begin ITEMS
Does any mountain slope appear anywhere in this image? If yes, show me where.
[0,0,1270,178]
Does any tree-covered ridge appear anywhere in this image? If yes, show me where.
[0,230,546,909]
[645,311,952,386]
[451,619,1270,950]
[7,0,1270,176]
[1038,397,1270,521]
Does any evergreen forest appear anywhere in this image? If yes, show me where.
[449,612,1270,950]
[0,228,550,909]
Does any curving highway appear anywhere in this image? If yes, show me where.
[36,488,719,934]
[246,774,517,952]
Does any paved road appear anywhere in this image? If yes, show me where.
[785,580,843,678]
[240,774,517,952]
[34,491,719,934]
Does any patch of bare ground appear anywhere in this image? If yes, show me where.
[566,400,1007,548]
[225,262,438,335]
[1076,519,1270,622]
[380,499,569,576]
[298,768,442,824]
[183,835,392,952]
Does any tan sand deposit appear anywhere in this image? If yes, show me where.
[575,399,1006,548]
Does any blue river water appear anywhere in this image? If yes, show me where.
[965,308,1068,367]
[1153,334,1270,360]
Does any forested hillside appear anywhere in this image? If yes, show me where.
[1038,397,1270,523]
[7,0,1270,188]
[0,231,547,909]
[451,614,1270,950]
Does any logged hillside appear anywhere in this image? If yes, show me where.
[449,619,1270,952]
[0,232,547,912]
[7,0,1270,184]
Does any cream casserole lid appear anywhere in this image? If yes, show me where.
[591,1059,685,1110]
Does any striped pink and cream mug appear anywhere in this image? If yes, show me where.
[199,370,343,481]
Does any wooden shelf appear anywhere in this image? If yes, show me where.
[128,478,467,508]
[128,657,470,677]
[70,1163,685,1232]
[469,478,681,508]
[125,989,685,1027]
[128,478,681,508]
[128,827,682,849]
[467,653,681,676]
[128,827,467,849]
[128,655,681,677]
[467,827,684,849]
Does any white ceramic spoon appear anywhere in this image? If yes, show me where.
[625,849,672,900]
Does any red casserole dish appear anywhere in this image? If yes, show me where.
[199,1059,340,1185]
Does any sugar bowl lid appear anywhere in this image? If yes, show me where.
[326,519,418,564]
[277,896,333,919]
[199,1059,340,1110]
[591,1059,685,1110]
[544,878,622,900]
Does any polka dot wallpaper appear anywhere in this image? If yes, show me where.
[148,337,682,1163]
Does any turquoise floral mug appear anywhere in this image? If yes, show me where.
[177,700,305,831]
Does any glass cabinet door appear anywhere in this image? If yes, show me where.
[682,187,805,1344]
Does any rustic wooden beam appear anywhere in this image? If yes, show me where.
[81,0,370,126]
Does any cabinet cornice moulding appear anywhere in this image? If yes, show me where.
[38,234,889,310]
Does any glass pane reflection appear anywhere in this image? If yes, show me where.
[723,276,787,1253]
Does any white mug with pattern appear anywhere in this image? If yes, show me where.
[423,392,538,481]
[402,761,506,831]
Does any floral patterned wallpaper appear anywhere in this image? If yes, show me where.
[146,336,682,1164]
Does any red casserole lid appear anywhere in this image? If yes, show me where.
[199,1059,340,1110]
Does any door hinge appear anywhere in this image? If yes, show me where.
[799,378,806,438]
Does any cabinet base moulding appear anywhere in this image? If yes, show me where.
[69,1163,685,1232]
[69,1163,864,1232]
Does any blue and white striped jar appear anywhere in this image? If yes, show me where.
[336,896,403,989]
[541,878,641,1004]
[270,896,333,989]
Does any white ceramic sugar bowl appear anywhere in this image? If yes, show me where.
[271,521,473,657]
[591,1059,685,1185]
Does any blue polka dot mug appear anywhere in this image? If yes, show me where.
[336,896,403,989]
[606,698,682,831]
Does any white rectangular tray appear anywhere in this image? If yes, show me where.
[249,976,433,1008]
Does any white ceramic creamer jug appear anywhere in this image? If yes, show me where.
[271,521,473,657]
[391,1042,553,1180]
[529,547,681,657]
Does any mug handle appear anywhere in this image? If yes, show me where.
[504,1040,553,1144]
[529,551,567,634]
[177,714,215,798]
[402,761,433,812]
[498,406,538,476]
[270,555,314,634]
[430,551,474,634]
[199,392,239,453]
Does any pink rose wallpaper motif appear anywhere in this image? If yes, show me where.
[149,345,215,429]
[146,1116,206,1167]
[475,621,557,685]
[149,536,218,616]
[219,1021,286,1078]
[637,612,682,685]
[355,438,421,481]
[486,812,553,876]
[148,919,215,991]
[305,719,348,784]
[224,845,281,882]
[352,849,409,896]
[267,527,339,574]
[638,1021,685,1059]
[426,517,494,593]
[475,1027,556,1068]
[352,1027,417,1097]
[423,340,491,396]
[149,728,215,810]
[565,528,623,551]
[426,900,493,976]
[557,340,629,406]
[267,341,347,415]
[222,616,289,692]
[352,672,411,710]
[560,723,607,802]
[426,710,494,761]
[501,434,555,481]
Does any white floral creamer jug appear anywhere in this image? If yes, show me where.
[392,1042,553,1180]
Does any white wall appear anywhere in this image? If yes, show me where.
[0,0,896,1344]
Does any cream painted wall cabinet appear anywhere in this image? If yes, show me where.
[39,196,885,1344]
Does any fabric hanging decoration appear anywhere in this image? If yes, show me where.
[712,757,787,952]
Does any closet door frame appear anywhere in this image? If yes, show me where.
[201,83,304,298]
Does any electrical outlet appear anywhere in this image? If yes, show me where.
end ITEMS
» **TASK TO CARRY OUT**
How many lines in the listing above contain the word "striped", with case counting? Give only the number.

» **TASK OUTPUT**
2